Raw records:
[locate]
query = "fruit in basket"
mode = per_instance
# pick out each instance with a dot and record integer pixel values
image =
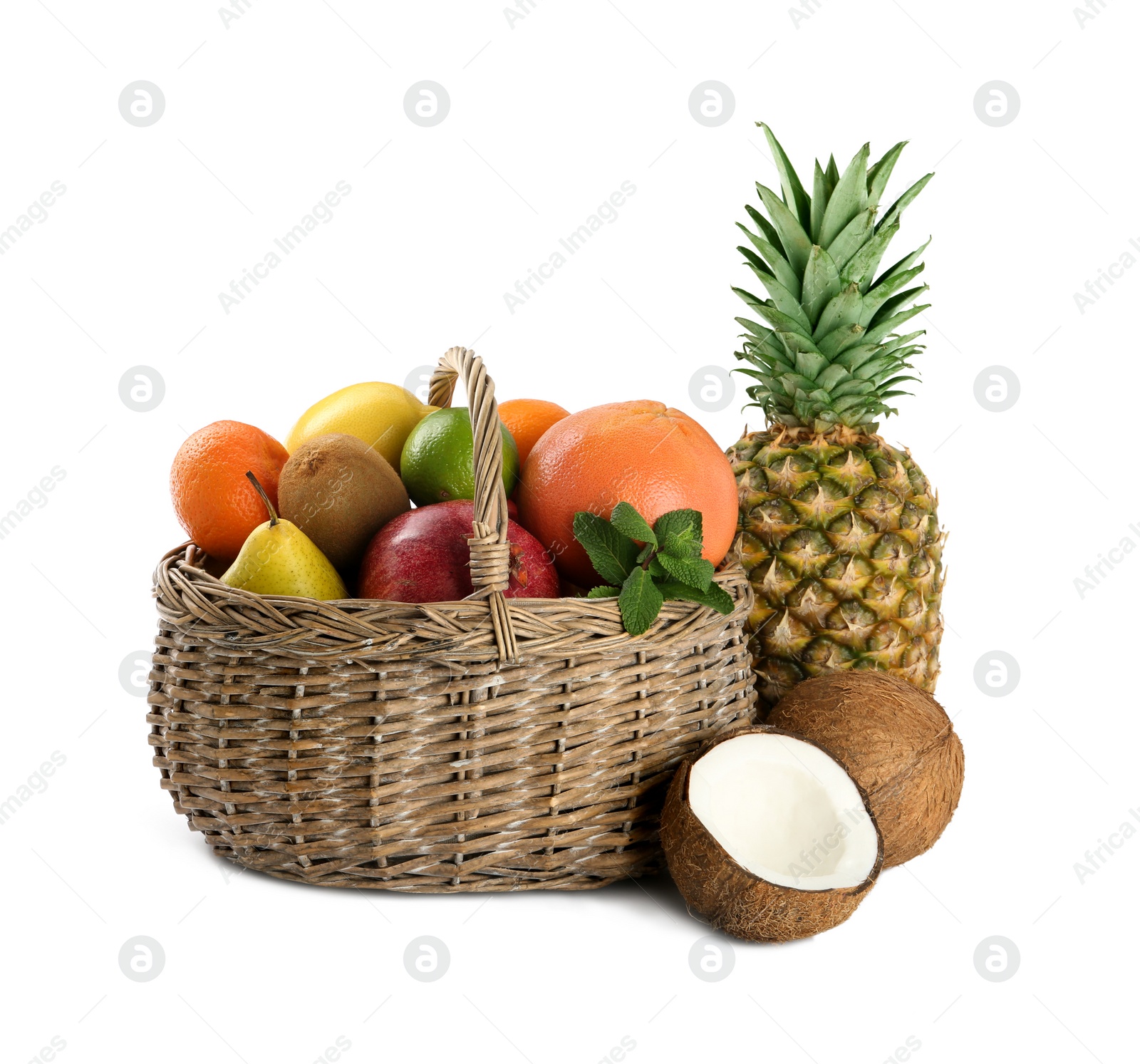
(380, 414)
(212, 499)
(423, 557)
(527, 420)
(437, 463)
(340, 493)
(643, 453)
(279, 559)
(769, 837)
(841, 530)
(898, 744)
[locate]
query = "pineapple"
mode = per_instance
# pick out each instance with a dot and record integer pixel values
(841, 533)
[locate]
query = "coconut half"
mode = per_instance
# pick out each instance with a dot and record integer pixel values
(769, 837)
(898, 744)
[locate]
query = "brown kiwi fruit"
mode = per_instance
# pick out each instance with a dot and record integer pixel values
(340, 493)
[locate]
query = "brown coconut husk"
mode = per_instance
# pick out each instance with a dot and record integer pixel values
(730, 897)
(894, 740)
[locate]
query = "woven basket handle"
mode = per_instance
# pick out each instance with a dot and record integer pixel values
(490, 552)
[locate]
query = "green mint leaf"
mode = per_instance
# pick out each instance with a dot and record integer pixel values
(630, 522)
(678, 522)
(613, 554)
(640, 602)
(716, 596)
(681, 545)
(695, 572)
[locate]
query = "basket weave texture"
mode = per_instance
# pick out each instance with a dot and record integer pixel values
(484, 745)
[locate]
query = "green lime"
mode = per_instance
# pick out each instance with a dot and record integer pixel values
(437, 463)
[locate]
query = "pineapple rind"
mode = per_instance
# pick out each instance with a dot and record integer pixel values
(841, 539)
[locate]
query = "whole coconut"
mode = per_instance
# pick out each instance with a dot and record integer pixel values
(896, 743)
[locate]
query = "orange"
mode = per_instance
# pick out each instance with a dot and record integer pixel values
(527, 420)
(643, 453)
(214, 499)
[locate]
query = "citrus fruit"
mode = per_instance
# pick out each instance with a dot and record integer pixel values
(528, 420)
(437, 463)
(214, 500)
(382, 415)
(643, 453)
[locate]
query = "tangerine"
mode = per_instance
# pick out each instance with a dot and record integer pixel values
(655, 458)
(528, 420)
(214, 500)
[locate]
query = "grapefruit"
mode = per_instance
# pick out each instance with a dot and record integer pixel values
(655, 458)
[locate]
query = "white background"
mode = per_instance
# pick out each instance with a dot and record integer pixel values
(549, 117)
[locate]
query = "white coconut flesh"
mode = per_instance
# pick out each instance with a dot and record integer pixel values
(786, 811)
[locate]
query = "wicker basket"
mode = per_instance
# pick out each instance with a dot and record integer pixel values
(484, 745)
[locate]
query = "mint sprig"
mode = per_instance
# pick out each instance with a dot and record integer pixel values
(644, 564)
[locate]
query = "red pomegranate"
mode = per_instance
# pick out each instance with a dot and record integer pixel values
(422, 557)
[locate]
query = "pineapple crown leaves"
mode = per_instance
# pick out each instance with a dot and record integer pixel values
(828, 351)
(644, 564)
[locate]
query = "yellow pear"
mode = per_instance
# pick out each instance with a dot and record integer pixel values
(279, 559)
(382, 415)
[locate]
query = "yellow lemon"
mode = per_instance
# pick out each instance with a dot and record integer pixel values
(382, 415)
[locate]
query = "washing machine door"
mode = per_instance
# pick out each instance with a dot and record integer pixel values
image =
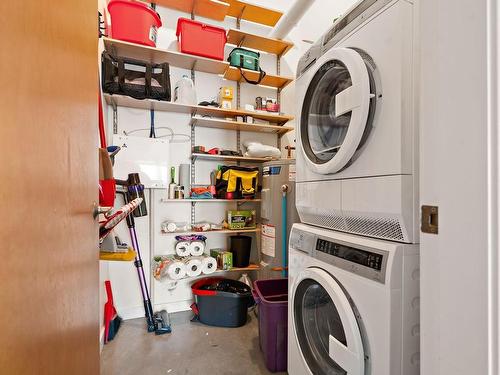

* WORK TO BE COMPLETED *
Extract every line of the records above that contains the string "green", treating uppercase and lowercase as different.

* FULL OUTPUT *
query = "green mint leaf"
query = "green lime"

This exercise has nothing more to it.